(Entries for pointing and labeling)
= = = = =

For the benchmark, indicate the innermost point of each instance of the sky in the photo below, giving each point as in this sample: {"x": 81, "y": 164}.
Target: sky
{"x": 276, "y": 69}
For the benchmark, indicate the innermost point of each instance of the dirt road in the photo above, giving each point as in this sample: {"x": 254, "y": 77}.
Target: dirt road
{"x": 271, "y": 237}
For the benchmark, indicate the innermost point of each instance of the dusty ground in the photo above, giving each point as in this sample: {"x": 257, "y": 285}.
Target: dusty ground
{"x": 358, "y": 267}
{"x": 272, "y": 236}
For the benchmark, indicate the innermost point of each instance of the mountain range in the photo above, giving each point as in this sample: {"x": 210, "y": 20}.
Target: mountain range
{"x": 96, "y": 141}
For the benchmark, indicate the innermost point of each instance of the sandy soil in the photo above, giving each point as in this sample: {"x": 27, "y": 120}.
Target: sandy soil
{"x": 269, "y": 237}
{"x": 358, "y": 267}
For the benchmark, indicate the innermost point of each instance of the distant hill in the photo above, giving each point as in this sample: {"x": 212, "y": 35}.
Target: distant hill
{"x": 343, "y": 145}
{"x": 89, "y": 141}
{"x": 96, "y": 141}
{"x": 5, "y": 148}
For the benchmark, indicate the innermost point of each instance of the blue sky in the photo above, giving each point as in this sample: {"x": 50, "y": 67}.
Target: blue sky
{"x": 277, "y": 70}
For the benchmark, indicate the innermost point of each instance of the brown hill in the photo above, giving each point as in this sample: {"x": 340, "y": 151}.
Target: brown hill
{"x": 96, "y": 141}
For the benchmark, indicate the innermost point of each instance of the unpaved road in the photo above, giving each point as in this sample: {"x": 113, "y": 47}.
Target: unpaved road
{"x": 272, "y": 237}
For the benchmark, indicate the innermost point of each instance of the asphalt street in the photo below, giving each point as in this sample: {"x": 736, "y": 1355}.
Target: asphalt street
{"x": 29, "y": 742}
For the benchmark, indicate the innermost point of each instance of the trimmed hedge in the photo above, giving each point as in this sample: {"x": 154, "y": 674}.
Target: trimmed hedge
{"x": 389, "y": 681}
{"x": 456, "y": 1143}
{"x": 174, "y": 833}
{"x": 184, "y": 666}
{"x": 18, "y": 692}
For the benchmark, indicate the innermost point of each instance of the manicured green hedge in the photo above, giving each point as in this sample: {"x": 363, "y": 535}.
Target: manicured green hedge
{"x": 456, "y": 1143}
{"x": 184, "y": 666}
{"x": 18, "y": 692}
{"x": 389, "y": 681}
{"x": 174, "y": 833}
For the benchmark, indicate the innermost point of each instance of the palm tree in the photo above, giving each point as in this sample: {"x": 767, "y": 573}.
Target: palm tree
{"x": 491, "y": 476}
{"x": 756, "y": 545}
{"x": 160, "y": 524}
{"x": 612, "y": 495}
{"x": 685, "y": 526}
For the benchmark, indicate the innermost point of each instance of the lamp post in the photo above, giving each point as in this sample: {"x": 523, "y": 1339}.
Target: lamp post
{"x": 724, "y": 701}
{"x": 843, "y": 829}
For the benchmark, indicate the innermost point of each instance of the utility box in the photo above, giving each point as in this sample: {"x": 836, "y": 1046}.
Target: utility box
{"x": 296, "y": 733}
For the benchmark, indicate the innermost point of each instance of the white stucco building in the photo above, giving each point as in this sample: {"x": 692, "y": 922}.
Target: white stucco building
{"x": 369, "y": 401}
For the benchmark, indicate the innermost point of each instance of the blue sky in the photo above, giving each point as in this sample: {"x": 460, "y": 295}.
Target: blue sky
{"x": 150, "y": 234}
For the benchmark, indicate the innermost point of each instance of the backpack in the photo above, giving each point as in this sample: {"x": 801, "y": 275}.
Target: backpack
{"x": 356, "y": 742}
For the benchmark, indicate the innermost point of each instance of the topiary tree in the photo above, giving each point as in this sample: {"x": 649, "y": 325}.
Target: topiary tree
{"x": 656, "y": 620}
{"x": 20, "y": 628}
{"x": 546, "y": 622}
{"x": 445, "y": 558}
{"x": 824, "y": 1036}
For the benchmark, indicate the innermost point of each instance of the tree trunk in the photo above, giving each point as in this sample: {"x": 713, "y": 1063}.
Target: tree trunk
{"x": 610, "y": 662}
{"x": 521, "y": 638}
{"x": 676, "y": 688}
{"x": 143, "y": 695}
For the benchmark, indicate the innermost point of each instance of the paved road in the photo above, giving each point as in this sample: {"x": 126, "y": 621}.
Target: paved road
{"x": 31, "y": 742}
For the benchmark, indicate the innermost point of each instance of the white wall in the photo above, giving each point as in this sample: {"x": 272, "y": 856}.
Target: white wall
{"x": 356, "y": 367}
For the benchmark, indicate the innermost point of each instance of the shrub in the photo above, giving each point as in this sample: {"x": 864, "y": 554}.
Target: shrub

= = = = =

= Task brief =
Copy all of the material above line for line, with no changes.

= Exercise response =
For the benchmark, indicate the innermost point of each instance of the sky in the photo below, giving each point as in this sample: {"x": 81, "y": 164}.
Target: sky
{"x": 276, "y": 69}
For the benchmark, indicate the innermost point of each instance of the dirt road in the photo above, giving each point as in this sample: {"x": 254, "y": 77}.
Target: dirt road
{"x": 271, "y": 237}
For the benchmark, indicate the innermost point of each instance of the dusty ground in the photo above, giving each point as in this sample: {"x": 257, "y": 285}.
Target: dusty ground
{"x": 358, "y": 267}
{"x": 272, "y": 236}
For the benchmark, indicate the innermost point of each instance of the mountain range in the photo above, giving each point as in this sample: {"x": 210, "y": 20}.
Target: mountain range
{"x": 96, "y": 141}
For the benchmark, indicate the innermost point of each instance of the sandy soil in the photo above, giving each point as in this sample: {"x": 27, "y": 120}.
Target: sandy soil
{"x": 269, "y": 237}
{"x": 358, "y": 267}
For the benchmark, indicate the innermost point of each instance of the distant hill in the photo above, giving each point as in this sample: {"x": 212, "y": 35}.
Target: distant hill
{"x": 343, "y": 145}
{"x": 89, "y": 141}
{"x": 96, "y": 141}
{"x": 5, "y": 148}
For the benchmark, indicate the innermost point of each instance of the blue sky in the photo above, giving each point as in this sample: {"x": 50, "y": 67}.
Target: blue sky
{"x": 277, "y": 70}
For the benchmark, indicate the innermost point of each instance of the brown hill in the photo above, giving each point as in this sample: {"x": 340, "y": 151}.
Target: brown hill
{"x": 96, "y": 141}
For the benchmark, indicate the innermost point of each instance of the unpaved road in the photo above, giving each point as in this sample: {"x": 113, "y": 47}.
Target: unpaved road
{"x": 272, "y": 237}
For the benchmark, indicate the innermost point of each instance of the asphalt street in the photo below, giving each point as in this sample: {"x": 736, "y": 1355}.
Target: asphalt street
{"x": 29, "y": 742}
For the benchmark, indicate the innermost point of each instance of the trimmed hedge in the photo above, giving each point as in this sample: {"x": 154, "y": 674}.
Target: trimmed hedge
{"x": 389, "y": 681}
{"x": 456, "y": 1143}
{"x": 174, "y": 833}
{"x": 184, "y": 666}
{"x": 18, "y": 692}
For the benchmark, indicate the innermost point of each instance of the manicured green hedge in the photo above, giving each point as in this sample: {"x": 363, "y": 535}.
Target: manicured green hedge
{"x": 456, "y": 1143}
{"x": 184, "y": 666}
{"x": 18, "y": 692}
{"x": 389, "y": 681}
{"x": 174, "y": 833}
For the benchmark, indicate the innermost point of each instance of the palm tree in the photo above, giving each point as in this sample: {"x": 767, "y": 573}.
Target: palm tree
{"x": 491, "y": 476}
{"x": 756, "y": 545}
{"x": 160, "y": 524}
{"x": 612, "y": 495}
{"x": 685, "y": 526}
For the benchmark, indicate the innermost point of each instance of the lamp post in the photo above, giving each point as in this sample: {"x": 523, "y": 1339}.
Target: lamp post
{"x": 724, "y": 701}
{"x": 843, "y": 829}
For the benchmark, indicate the innermost point of each instance of the utility box in the photo above, giving each point as in this sample: {"x": 836, "y": 1046}.
Target: utility box
{"x": 296, "y": 733}
For the benchmark, indicate the innermost point of each instance of the white stucco building in the photo above, giving each point as in this sample: {"x": 692, "y": 922}.
Target: white stucco building
{"x": 369, "y": 401}
For the benchmark, indicate the innermost point of each instance of the blue sky in the photo above, giving each point as in this sample: {"x": 460, "y": 295}.
Target: blue sky
{"x": 150, "y": 234}
For the benchmark, indicate the innermost point of each instance of the backpack in the photo above, giving each point as in this sample: {"x": 801, "y": 275}.
Target: backpack
{"x": 356, "y": 742}
For the benchmark, indicate the innermost point of each instance of the topiary tree in the photo above, giving each point as in this sample: {"x": 649, "y": 325}.
Target: topiary tree
{"x": 656, "y": 620}
{"x": 20, "y": 628}
{"x": 546, "y": 622}
{"x": 445, "y": 558}
{"x": 824, "y": 1036}
For the benchmark, indicate the innermost point of each instance of the tree trunk in the photo above, giving each point as in this sample: {"x": 713, "y": 1063}.
Target: tree trunk
{"x": 610, "y": 662}
{"x": 521, "y": 638}
{"x": 676, "y": 688}
{"x": 143, "y": 695}
For the benchmark, indicate the innermost point of each instance of the paved road in the photo above, giving each point as in this sample: {"x": 126, "y": 621}.
Target: paved road
{"x": 31, "y": 742}
For the benchmark, indicate the innermost point of each instance of the white wall in the photo above, giving each point as in this sample: {"x": 272, "y": 856}.
Target: white wall
{"x": 356, "y": 367}
For the benchmark, indicate the innermost point of each instance of the shrub in the photo above, giving each point as in this sample: {"x": 864, "y": 554}.
Target: shrub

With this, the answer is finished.